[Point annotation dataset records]
== == ==

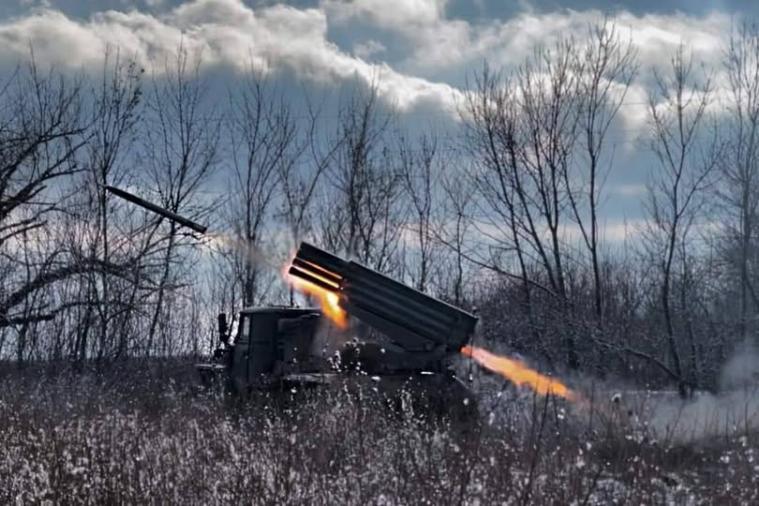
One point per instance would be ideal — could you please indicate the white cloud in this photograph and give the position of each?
(224, 32)
(388, 13)
(277, 37)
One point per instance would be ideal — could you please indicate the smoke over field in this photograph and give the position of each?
(149, 435)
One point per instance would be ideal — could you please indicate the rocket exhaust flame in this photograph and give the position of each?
(322, 284)
(518, 373)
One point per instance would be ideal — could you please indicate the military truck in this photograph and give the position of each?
(396, 338)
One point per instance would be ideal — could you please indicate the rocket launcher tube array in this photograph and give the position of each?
(412, 319)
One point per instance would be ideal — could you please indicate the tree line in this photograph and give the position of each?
(504, 217)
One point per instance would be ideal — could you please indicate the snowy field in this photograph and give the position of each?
(152, 437)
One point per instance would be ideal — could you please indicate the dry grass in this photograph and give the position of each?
(129, 437)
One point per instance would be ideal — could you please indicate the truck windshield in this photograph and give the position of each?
(243, 329)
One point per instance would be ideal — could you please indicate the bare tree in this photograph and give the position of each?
(41, 131)
(687, 152)
(420, 172)
(363, 217)
(606, 68)
(115, 101)
(739, 189)
(522, 132)
(180, 152)
(265, 145)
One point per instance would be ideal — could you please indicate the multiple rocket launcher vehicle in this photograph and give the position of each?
(398, 337)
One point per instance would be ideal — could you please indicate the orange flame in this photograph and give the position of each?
(329, 301)
(518, 373)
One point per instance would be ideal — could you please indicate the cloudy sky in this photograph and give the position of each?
(420, 51)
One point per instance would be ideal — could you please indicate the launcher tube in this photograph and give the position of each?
(157, 209)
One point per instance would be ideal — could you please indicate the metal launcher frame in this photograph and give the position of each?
(411, 319)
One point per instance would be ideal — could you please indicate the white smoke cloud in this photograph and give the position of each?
(223, 32)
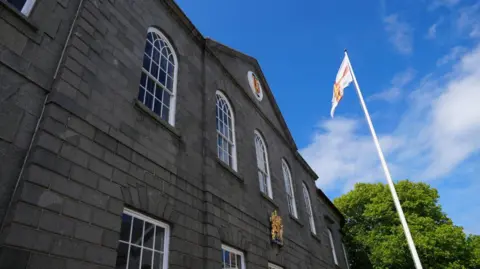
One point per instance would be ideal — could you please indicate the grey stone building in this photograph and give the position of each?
(129, 140)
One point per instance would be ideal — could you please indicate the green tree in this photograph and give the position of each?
(375, 238)
(473, 242)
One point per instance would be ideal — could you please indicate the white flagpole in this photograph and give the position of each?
(396, 201)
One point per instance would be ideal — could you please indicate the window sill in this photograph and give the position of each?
(18, 14)
(266, 197)
(140, 106)
(316, 237)
(296, 220)
(229, 169)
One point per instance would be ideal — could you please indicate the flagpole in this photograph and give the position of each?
(396, 201)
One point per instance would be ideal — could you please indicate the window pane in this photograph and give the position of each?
(159, 92)
(163, 63)
(150, 85)
(122, 254)
(134, 259)
(137, 231)
(162, 77)
(166, 98)
(157, 260)
(141, 94)
(170, 69)
(226, 258)
(169, 83)
(159, 234)
(150, 36)
(154, 70)
(143, 79)
(157, 108)
(146, 62)
(148, 48)
(148, 100)
(125, 230)
(165, 113)
(146, 259)
(156, 55)
(148, 235)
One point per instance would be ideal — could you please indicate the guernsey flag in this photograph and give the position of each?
(344, 78)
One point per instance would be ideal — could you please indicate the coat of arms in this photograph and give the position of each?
(277, 228)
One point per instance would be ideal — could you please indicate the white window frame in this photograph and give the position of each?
(274, 266)
(235, 251)
(166, 241)
(346, 256)
(287, 177)
(173, 93)
(332, 246)
(263, 147)
(232, 142)
(308, 205)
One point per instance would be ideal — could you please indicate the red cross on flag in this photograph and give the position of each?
(343, 79)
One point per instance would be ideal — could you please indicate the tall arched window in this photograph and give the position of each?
(346, 257)
(262, 165)
(309, 210)
(159, 76)
(330, 236)
(287, 177)
(225, 131)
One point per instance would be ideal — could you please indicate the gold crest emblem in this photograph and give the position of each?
(277, 228)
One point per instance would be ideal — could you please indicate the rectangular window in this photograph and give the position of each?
(232, 258)
(143, 242)
(274, 266)
(24, 6)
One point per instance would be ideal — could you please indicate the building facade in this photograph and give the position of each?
(129, 140)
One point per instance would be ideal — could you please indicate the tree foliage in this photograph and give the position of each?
(375, 239)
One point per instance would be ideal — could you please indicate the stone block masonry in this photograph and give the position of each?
(101, 162)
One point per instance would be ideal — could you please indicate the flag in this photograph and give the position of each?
(344, 78)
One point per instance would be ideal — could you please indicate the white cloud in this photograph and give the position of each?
(432, 31)
(398, 82)
(400, 33)
(468, 20)
(439, 130)
(453, 55)
(443, 3)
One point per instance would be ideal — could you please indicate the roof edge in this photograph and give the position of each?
(175, 8)
(332, 206)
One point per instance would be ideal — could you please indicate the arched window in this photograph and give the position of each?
(309, 210)
(262, 165)
(346, 256)
(287, 177)
(225, 131)
(159, 76)
(332, 246)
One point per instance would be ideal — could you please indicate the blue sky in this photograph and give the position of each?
(417, 62)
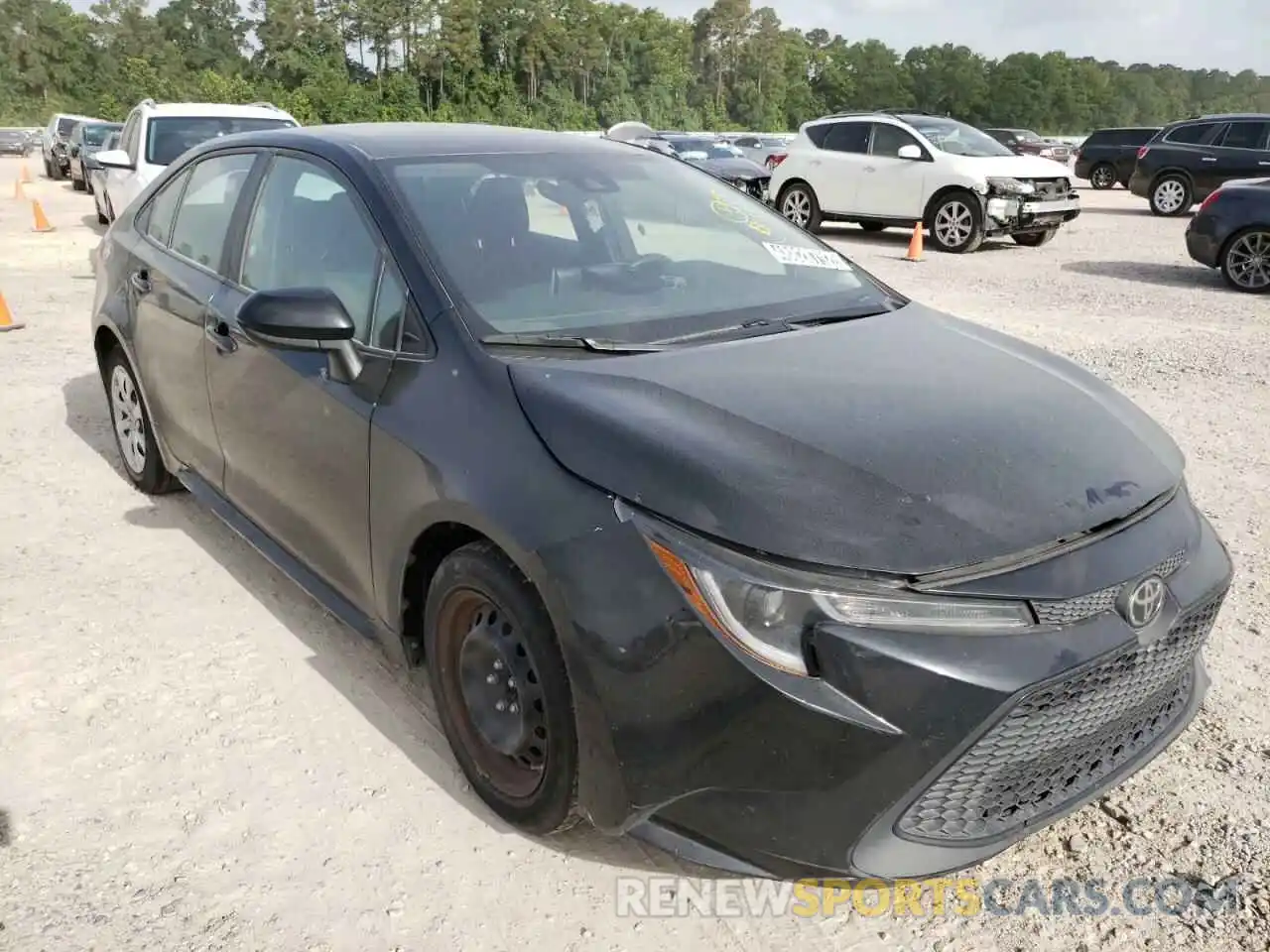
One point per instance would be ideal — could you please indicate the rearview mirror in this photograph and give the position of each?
(114, 159)
(304, 318)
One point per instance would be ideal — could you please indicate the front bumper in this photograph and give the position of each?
(939, 751)
(1006, 214)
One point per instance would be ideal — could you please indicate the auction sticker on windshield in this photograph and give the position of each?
(807, 257)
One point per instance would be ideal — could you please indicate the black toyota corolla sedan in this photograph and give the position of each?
(702, 532)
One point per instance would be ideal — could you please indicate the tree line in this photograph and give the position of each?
(557, 63)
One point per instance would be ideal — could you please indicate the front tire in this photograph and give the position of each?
(134, 433)
(1035, 239)
(1171, 195)
(798, 203)
(1102, 177)
(1246, 262)
(502, 689)
(955, 222)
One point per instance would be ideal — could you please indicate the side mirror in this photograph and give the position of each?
(304, 318)
(114, 159)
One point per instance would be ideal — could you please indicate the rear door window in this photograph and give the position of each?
(1194, 135)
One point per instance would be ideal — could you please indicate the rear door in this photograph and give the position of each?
(839, 166)
(1243, 151)
(296, 440)
(173, 280)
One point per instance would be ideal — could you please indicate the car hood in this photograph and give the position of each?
(1017, 167)
(735, 168)
(906, 443)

== == ==

◆ WHAT YOU NEED TO DO
Reproduce all of the records above verbatim, omitting the pictures.

◆ WRITTEN SOLUTION
One point per instance would be ideal — could you please indicate the white cloud in this photograph and give the position of each?
(224, 32)
(388, 13)
(277, 37)
One point per instance would be ideal — could you please indicate the smoke over field in this photograph and give the position of each?
(149, 435)
One point per instance would be ideal — could you please indicate the rocket exhaust flame in this photograph and give the position of each?
(322, 284)
(518, 373)
One point per instance would be ideal — could you please indicate the military truck in this photograph and give the position of each?
(396, 338)
One point per instance would be ideal — could you please indicate the rocket launcher tube array in this photograph and give the position of each?
(412, 319)
One point per instance would be ideal — could you please indicate the tree line in this photograph and give the position of each?
(504, 217)
One point per instance would be ideal — could you please indicate the snowy field in this photograph and give the position of each?
(152, 437)
One point per instance would be ideal — could you please indicate the dry grass in this photograph and give the position of each?
(129, 437)
One point per instance would be ideal — could you please indicate the truck windshield in this photograph and give the position of each?
(243, 329)
One point per instance would be ideal — could you please indicate the bare tree in this photograph and give the position of each?
(41, 131)
(687, 152)
(420, 172)
(363, 217)
(606, 68)
(115, 101)
(739, 189)
(522, 132)
(180, 152)
(265, 145)
One point per instance would be ideal — could you please indicate the multiple rocket launcher vehicle in this photograph and give the position of each?
(398, 337)
One point per instance would be ideal — could you please indicate the orange flame in this photograph and give the position of each?
(329, 301)
(518, 373)
One point per instance would be ideal — could you please indicate the cloudy sky in this photograph and give the position of each?
(420, 51)
One point per instance would be ideal — could you please indicate the launcher tube in this photograph and give the position of each?
(157, 209)
One point per instance would be ideal — could you please indicate the metal launcher frame in this photograph and give the position of each?
(411, 319)
One point per instance would be ideal — could you please indicate the white smoke cloud in this photograph and give the position of each?
(223, 32)
One point per instance would be ideal — could you please indicate the grey stone building in this photograph and give the position of each?
(129, 140)
One point per instance would be ideal — could you please indicate the green tree in this photograph and give the position of each?
(375, 238)
(473, 242)
One point per instance would be ideal — could you please indicate the white flagpole in this photograph and give the position of each?
(396, 201)
One point per instance would be ideal — could you please indicate the window sill in this photograph and give the position of each?
(18, 14)
(266, 197)
(140, 106)
(316, 237)
(296, 220)
(229, 169)
One point per instance would be ideal — could you please indicate the flagpole in this photograph and give the position of each?
(396, 201)
One point per instance would be ideal — could you please indicate the window pane in this photograph and give the position of each?
(159, 92)
(163, 63)
(150, 85)
(122, 254)
(134, 259)
(137, 231)
(162, 77)
(166, 98)
(157, 260)
(141, 94)
(170, 69)
(226, 258)
(169, 83)
(159, 234)
(150, 36)
(154, 70)
(143, 79)
(157, 108)
(146, 62)
(148, 48)
(148, 100)
(125, 230)
(165, 113)
(146, 259)
(156, 55)
(148, 235)
One point per instance would be ideal — could you please indicate the guernsey flag in this photograph and give the position of each?
(344, 78)
One point per instance would be ideal — could you please indicate the coat of arms in this photograph and give the position of each?
(277, 228)
One point per instance would be ideal — could you please indicate the white window frame in this photograph and give the position of each?
(274, 266)
(235, 251)
(166, 241)
(346, 256)
(287, 177)
(173, 93)
(332, 246)
(263, 147)
(232, 142)
(308, 205)
One point per instance would be ideal — could you please indicate the red cross on flag in this photograph and give the position of each?
(343, 79)
One point per instance would be ideal — could you please indicate the tall arched window in this photograph and give the position of each?
(346, 257)
(262, 165)
(309, 210)
(159, 76)
(330, 236)
(287, 177)
(225, 131)
One point per instance would be ideal — could you please indicate the gold crest emblem in this photograph and give the position of each?
(277, 228)
One point per instance would be ideal — could you please indicate the rectangular window in this photograph and give the position of each?
(232, 258)
(143, 242)
(274, 266)
(24, 6)
One point per instance would be ideal — could you please indicate the building facade in this photograph and give the position of each?
(129, 140)
One point per instance would be ideal — could you please indicate the tree foliage in this photograph and give the position of each?
(375, 239)
One point per instance would be ideal — could you please indicate the stone block masonry in this photograph and give the position of each?
(101, 162)
One point per instance would be ideal — could you please indicate the flag in this photograph and give the position of each?
(344, 78)
One point per instance would be ideal — could you please indicate the white cloud in this photograph and give the position of each?
(432, 31)
(398, 82)
(400, 33)
(468, 20)
(439, 130)
(453, 55)
(443, 3)
One point per instance would be ideal — could you please indicate the roof edge in this photograph and give the position of each?
(175, 8)
(332, 206)
One point per instance would be ideal — could you please indicate the arched window in this photograph and give the position of each?
(309, 210)
(262, 165)
(346, 256)
(287, 177)
(225, 131)
(159, 76)
(332, 246)
One point per instance would be ideal — could you please indicate the blue sky in this photograph and give the position of each?
(417, 62)
One point per instance would be ideal — could you please indicate the rearview mirror in this photograph and give the position of each?
(114, 159)
(304, 318)
One point per instance would be ideal — could you please indicate the front bumper in this photograph and give the position of each?
(939, 751)
(1006, 214)
One point per instance would be ideal — could you please indicate the auction sticker on windshield in this photograph and give the position of each?
(807, 257)
One point per instance would be ideal — could you please indicate the black toyota corolla sedan in this photograph and give the position of each?
(702, 532)
One point per instance would be ideal — could you please indicate the tree line in this photograph and give the position of each?
(557, 63)
One point per instance would be ideal — could you please indicate the front tire in this photograph and give the position of each?
(134, 433)
(1035, 239)
(1171, 195)
(798, 203)
(1102, 177)
(1246, 262)
(502, 689)
(955, 222)
One point per instance would be ideal — could you please indicate the side mirror in this photograph and give the position of each?
(304, 318)
(114, 159)
One point per instance would be ideal — could you please indicate the rear door window in this photograph and give the position of each?
(1194, 135)
One point per instance would be ideal — could you please indicate the rear door in this photograph and give the position of each?
(839, 166)
(1243, 151)
(296, 440)
(173, 280)
One point per instance would be ideal — could you please indicate the car hood in this photograph and give the position of each?
(1017, 167)
(735, 168)
(906, 443)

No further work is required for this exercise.